WORK INSTRUCTIONS:
Copy out the stretch of the listing below from the line containing "In this exercise you will locate the plastic" through the line containing "[(208, 113)]", requests included. Shift every coordinate in the results by -65, and leave the numbers inside the requests unchanged.

··· MATERIAL FOR THIS TASK

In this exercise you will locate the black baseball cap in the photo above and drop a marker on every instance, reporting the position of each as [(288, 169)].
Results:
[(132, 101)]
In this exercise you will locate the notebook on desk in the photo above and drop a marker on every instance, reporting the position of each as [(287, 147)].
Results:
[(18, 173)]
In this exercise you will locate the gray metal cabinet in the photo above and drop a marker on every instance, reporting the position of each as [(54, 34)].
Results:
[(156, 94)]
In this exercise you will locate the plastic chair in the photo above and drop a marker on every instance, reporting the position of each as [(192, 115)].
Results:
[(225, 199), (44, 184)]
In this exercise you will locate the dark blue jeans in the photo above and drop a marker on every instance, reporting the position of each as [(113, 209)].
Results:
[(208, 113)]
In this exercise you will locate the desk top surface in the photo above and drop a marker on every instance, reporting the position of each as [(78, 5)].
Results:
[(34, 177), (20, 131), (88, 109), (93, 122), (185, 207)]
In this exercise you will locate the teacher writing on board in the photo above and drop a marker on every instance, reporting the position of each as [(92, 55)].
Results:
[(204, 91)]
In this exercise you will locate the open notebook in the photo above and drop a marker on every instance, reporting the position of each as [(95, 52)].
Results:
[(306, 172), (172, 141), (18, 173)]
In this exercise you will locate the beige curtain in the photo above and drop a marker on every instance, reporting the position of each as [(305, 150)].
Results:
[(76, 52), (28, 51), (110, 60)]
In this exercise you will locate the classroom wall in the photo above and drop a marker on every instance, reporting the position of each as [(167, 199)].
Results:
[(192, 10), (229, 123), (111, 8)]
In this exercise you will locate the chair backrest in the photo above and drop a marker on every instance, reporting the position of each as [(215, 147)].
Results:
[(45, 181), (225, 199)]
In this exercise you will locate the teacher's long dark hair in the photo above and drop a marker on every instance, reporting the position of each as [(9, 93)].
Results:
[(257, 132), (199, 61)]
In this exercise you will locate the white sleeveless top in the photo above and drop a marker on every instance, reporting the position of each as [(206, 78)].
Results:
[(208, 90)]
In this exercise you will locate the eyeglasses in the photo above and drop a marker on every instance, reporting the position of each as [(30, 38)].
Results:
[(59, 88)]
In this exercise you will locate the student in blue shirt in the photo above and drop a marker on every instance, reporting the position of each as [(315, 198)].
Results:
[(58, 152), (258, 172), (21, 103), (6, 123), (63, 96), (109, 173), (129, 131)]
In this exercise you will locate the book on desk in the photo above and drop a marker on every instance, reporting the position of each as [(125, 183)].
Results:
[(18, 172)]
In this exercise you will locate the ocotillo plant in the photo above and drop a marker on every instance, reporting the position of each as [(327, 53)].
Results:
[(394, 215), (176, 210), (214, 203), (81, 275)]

······

ANSWER TO THE TASK:
In this exercise you will locate the plastic chair in the photo above and drop a marker on every instance, reporting the position of each as [(192, 115)].
Results:
[(160, 134), (-21, 119)]
In this exercise you will locate the dark blue jeans in the photo above and drop a marker on every instance, reporting the position of each as [(113, 209)].
Results:
[(143, 48)]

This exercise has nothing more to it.